| Exercise details |
Format every line of the records below as a single numbered list, skipping blank lines. Leave the pictures out of the list.

Point annotation records:

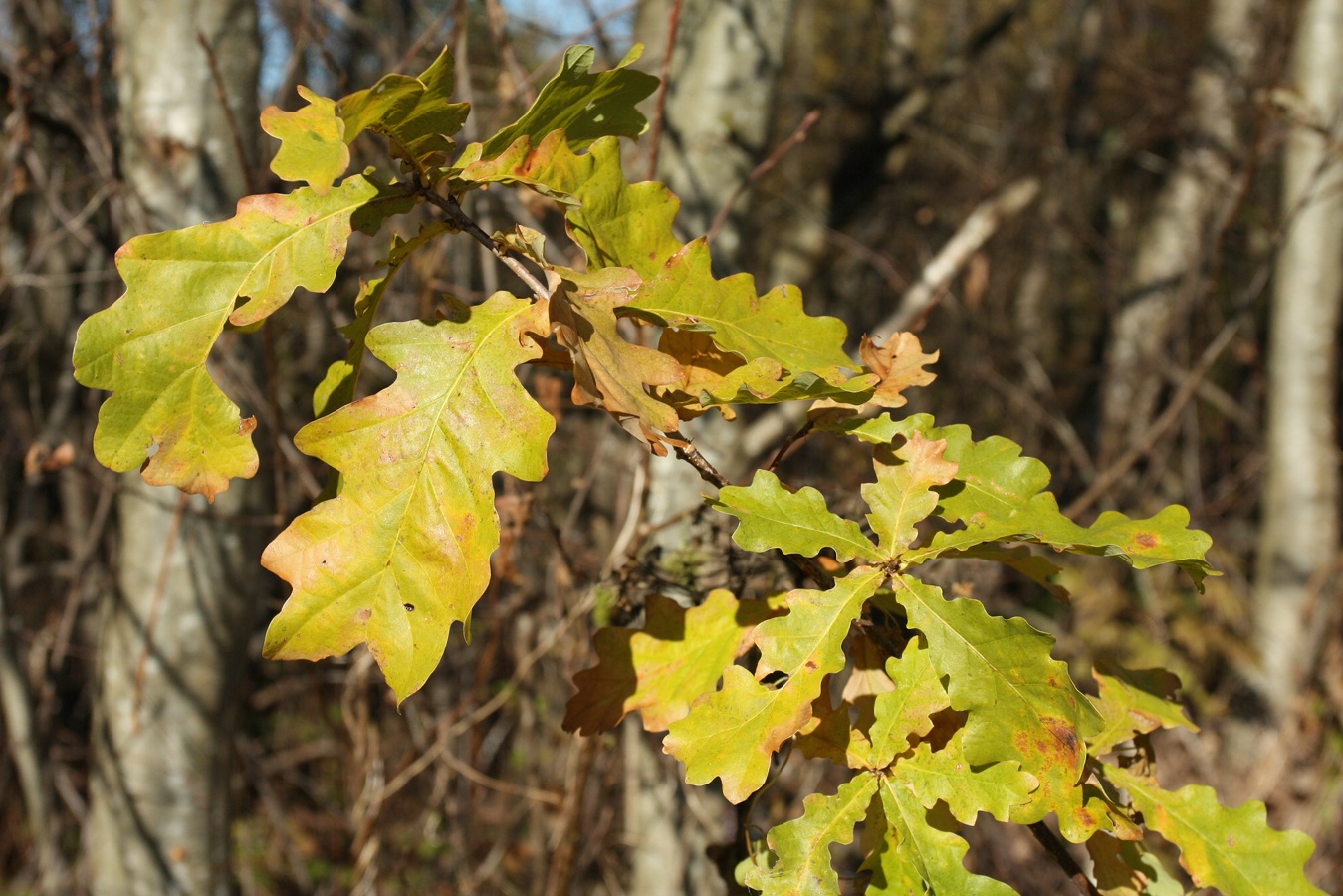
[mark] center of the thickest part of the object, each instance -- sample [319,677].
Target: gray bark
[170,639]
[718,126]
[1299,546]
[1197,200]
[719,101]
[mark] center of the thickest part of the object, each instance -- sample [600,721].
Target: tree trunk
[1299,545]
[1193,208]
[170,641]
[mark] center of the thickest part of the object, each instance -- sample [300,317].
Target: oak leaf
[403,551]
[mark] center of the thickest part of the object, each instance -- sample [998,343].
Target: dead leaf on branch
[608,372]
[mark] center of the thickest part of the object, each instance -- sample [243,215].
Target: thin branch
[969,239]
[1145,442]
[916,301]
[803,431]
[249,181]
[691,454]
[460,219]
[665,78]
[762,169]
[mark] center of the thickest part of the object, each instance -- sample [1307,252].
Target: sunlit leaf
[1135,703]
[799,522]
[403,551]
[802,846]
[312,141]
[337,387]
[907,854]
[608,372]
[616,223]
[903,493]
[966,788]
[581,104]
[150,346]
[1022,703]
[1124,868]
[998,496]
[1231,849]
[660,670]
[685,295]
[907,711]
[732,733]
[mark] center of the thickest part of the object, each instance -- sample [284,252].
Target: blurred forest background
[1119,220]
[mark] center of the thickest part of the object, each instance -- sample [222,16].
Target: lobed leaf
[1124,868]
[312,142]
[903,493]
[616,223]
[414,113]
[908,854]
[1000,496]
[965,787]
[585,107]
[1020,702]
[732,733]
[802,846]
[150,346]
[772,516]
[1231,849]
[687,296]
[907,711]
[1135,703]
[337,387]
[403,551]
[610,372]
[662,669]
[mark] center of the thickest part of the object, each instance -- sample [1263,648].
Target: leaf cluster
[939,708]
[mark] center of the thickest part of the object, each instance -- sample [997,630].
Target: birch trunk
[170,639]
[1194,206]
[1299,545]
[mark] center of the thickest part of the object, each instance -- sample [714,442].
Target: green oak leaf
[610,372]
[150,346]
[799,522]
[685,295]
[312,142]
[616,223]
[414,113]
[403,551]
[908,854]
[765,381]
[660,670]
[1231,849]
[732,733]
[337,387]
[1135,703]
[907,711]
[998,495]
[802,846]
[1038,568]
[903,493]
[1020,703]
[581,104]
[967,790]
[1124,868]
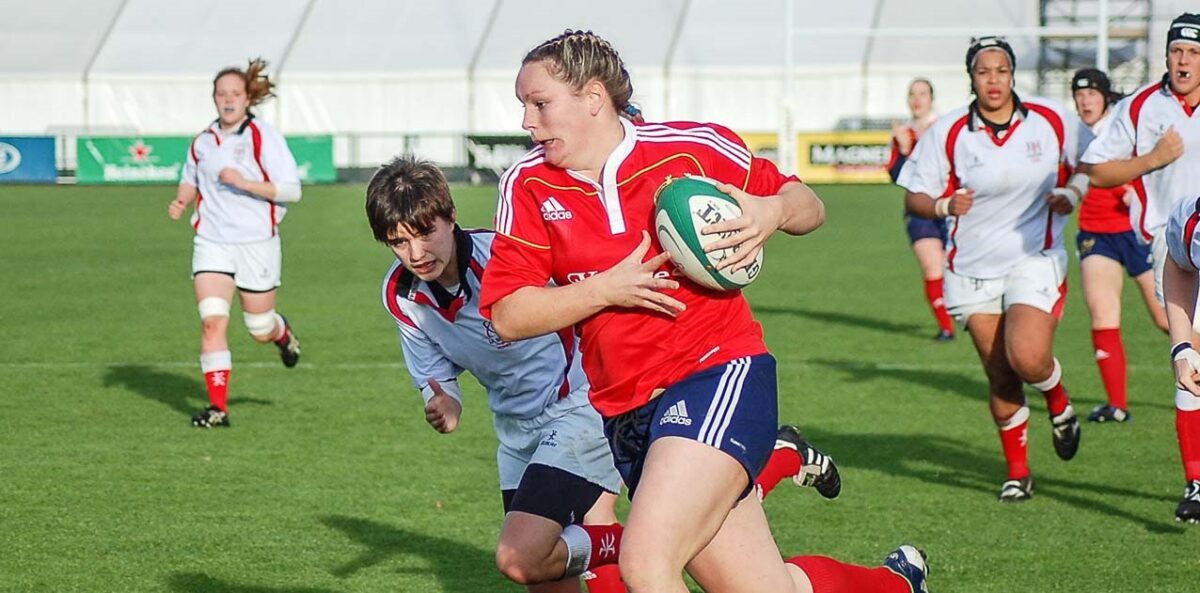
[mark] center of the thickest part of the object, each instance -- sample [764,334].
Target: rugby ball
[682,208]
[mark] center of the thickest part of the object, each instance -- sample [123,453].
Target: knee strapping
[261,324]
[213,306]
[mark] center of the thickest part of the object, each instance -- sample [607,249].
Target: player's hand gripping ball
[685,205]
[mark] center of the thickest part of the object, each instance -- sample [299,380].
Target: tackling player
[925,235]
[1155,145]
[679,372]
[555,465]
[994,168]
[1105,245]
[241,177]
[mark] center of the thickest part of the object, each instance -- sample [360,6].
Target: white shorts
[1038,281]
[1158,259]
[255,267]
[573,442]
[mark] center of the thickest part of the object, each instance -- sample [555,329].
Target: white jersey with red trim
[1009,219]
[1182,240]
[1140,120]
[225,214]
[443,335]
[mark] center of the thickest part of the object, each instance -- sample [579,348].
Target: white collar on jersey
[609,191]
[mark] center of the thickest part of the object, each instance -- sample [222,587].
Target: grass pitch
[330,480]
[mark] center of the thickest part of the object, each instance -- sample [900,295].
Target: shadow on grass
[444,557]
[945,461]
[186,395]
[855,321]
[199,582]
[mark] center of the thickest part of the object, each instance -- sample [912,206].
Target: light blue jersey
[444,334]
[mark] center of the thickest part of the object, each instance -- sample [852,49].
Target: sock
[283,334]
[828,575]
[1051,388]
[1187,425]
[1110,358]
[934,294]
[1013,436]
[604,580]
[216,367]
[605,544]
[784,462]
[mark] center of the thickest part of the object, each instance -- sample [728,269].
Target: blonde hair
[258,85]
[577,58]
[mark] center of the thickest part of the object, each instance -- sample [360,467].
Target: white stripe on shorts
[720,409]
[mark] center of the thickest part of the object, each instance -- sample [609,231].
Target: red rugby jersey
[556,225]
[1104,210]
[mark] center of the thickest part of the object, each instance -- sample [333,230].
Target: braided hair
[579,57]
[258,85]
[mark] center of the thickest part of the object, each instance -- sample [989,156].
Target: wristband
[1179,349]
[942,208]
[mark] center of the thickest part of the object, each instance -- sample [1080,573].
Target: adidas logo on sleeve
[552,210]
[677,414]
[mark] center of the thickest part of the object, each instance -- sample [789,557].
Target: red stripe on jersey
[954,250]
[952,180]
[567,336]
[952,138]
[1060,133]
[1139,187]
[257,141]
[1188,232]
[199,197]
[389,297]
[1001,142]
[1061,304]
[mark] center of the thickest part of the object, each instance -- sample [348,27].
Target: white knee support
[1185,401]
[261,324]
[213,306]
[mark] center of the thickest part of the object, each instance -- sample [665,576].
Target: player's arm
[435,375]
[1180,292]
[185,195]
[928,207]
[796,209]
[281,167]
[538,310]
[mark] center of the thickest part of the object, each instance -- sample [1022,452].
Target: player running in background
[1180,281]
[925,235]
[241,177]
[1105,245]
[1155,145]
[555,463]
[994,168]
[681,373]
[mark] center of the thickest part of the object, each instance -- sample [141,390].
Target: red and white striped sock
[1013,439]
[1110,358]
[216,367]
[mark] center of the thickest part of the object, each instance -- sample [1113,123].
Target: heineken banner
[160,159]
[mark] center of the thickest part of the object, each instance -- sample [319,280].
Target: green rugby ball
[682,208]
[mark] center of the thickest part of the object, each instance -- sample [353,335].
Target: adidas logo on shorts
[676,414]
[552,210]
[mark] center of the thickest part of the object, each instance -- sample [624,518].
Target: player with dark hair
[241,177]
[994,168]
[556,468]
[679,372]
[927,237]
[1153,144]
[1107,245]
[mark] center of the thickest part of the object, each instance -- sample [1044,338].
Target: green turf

| Answer to the exercise |
1. [mark] center of the thickest part of the object, each instance -- sample [319,677].
2. Target: gray bark
3. [170,639]
4. [718,126]
5. [1299,546]
6. [1197,200]
7. [719,101]
8. [mark] center of the thickest part of the object, each instance -- sample [600,721].
9. Target: tree trunk
10. [1299,545]
11. [1193,208]
12. [170,641]
13. [mark] center of the thickest part of the object, each instance -- sample [300,317].
14. Target: oak leaf
15. [403,551]
16. [mark] center of the thickest part of the object, each instance -- sample [998,343].
17. Target: dead leaf on branch
18. [608,372]
19. [mark] center of the thickest part of the object, each instance -- sample [243,215].
20. Target: thin branch
21. [969,239]
22. [1145,442]
23. [916,301]
24. [803,431]
25. [249,181]
26. [691,454]
27. [460,219]
28. [665,78]
29. [762,169]
30. [mark] center of the thickest part of the object, each instance -- sample [1307,252].
31. Target: sunlit leaf
32. [1135,703]
33. [799,522]
34. [403,551]
35. [802,846]
36. [312,141]
37. [337,387]
38. [907,854]
39. [608,372]
40. [616,223]
41. [903,493]
42. [966,788]
43. [581,104]
44. [150,346]
45. [1022,703]
46. [1124,868]
47. [998,496]
48. [1231,849]
49. [660,670]
50. [685,295]
51. [907,711]
52. [732,733]
53. [mark] center of the thickest part of the object, each instance -- sample [284,252].
54. Target: blurred forest background
55. [1119,220]
56. [mark] center of the thickest part of the object, each instance -- sample [222,16].
57. Target: lobed leaf
58. [1124,868]
59. [312,142]
60. [903,493]
61. [616,223]
62. [414,113]
63. [908,854]
64. [1000,496]
65. [965,787]
66. [585,107]
67. [1020,702]
68. [732,733]
69. [802,846]
70. [150,346]
71. [772,516]
72. [1231,849]
73. [687,296]
74. [907,711]
75. [1135,703]
76. [337,387]
77. [403,551]
78. [610,372]
79. [662,669]
80. [mark] center of the thickest part of the object, each instance -- sample [1263,648].
81. Target: leaf cluster
82. [939,708]
83. [mark] center of the thickest part of the object, each instance -- sample [997,630].
84. Target: birch trunk
85. [170,639]
86. [1194,206]
87. [1299,545]
88. [mark] center of the thickest part of the object, each instance -- sample [714,442].
89. Target: green oak leaf
90. [610,372]
91. [150,346]
92. [799,522]
93. [685,295]
94. [312,142]
95. [616,223]
96. [414,113]
97. [403,551]
98. [908,854]
99. [765,381]
100. [660,670]
101. [1231,849]
102. [732,733]
103. [337,387]
104. [1135,703]
105. [907,711]
106. [998,495]
107. [802,846]
108. [1038,568]
109. [903,493]
110. [1020,703]
111. [581,104]
112. [967,790]
113. [1124,868]
114. [mark] center of the thickest part of the object, each instance -- sample [764,334].
115. Target: rugby ball
116. [682,208]
117. [mark] center of the thickest part of the object, each instance -- sample [123,453].
118. Target: knee strapping
119. [261,324]
120. [213,306]
121. [mark] center of the thickest part of the object, each instance -- sample [607,249].
122. Target: player's hand gripping ball
123. [685,205]
124. [mark] center of the thickest part of the object, each instance -- sample [299,380].
125. Target: tackling player
126. [925,235]
127. [1155,145]
128. [679,372]
129. [555,465]
130. [994,168]
131. [1105,245]
132. [241,177]
133. [mark] center of the thickest part of the object, each instance -- sample [360,6].
134. Target: white shorts
135. [1038,281]
136. [1158,259]
137. [255,267]
138. [573,442]
139. [mark] center of the thickest part of the object, each instance -- sample [555,329].
140. Target: white jersey with red trim
141. [1009,219]
142. [1182,240]
143. [1140,120]
144. [225,214]
145. [443,335]
146. [mark] center of the thickest part of the object, each instance -- sample [579,348].
147. Target: white collar on jersey
148. [609,191]
149. [mark] center of the thickest part of the object, each instance -- sample [222,587].
150. Target: grass pitch
151. [330,480]
152. [mark] center of the thickest part of the object, each instance -- sample [900,295].
153. Target: shadow on grass
154. [444,557]
155. [945,461]
156. [186,395]
157. [855,321]
158. [199,582]
159. [mark] center of the thickest part of the object, each instance -- sample [912,206].
160. Target: light blue jersey
161. [444,334]
162. [mark] center of the thickest part of the object, each instance -- sample [852,49].
163. Target: sock
164. [283,334]
165. [828,575]
166. [1051,388]
167. [1187,425]
168. [1110,358]
169. [934,294]
170. [1013,436]
171. [604,580]
172. [216,367]
173. [605,544]
174. [784,462]
175. [mark] center of the thickest part of the object, each instance -- sample [728,269].
176. Target: blonde hair
177. [258,85]
178. [577,58]
179. [mark] center of the thickest part of the object, each instance -- sample [360,467].
180. Target: white stripe on shorts
181. [720,409]
182. [mark] center of the thickest part of the object, each instance -- sample [609,231].
183. Target: red rugby jersey
184. [556,225]
185. [1104,210]
186. [mark] center of the thickest part of the object, each instance -- sample [333,230].
187. Target: braided hair
188. [579,57]
189. [258,85]
190. [mark] center of the thickest part of the object, each instance -- sample [989,156].
191. Target: wristband
192. [1179,349]
193. [942,208]
194. [mark] center of the thickest part of the object, each instance -- sample [1080,573].
195. Target: adidas logo on sleeve
196. [552,210]
197. [677,414]
198. [mark] center of the thickest part of the object, each instance -- sample [789,557].
199. Target: red stripe on jersey
200. [954,250]
201. [952,180]
202. [567,336]
203. [952,138]
204. [1060,133]
205. [1139,187]
206. [257,141]
207. [1188,232]
208. [199,197]
209. [389,297]
210. [1001,142]
211. [1061,304]
212. [mark] center of the thickest part of the object, each instance -- sample [348,27].
213. Target: white knee support
214. [1185,401]
215. [261,324]
216. [213,306]
217. [mark] center of the thickest part of the object, each instance -- sample [665,576].
218. Target: player's arm
219. [435,375]
220. [1180,292]
221. [185,195]
222. [928,207]
223. [796,209]
224. [281,167]
225. [538,310]
226. [mark] center of the thickest part of the object, each instance -- sample [1022,452].
227. Target: player running in background
228. [1180,281]
229. [925,235]
230. [241,177]
231. [1105,245]
232. [1155,145]
233. [555,463]
234. [994,168]
235. [681,373]
236. [mark] center of the thickest part of the object, each instance -- sample [141,390].
237. Target: red and white striped sock
238. [1013,439]
239. [1110,358]
240. [216,367]
241. [mark] center of the thickest part of the object, each instance -- sample [1113,123].
242. Target: heineken banner
243. [160,159]
244. [mark] center of the thickest part of the object, each instance -- sample [319,280].
245. Target: green rugby ball
246. [682,208]
247. [mark] center of the thickest part of the object, each instance -- sample [353,335].
248. Target: adidas logo on shorts
249. [676,414]
250. [552,210]
251. [mark] center of the thickest part of the object, each instance -- sample [624,518].
252. Target: player with dark hair
253. [241,177]
254. [994,168]
255. [556,468]
256. [679,372]
257. [927,237]
258. [1153,144]
259. [1107,245]
260. [mark] center of the thickest part of the object, each instance -- sample [1044,338].
261. Target: green turf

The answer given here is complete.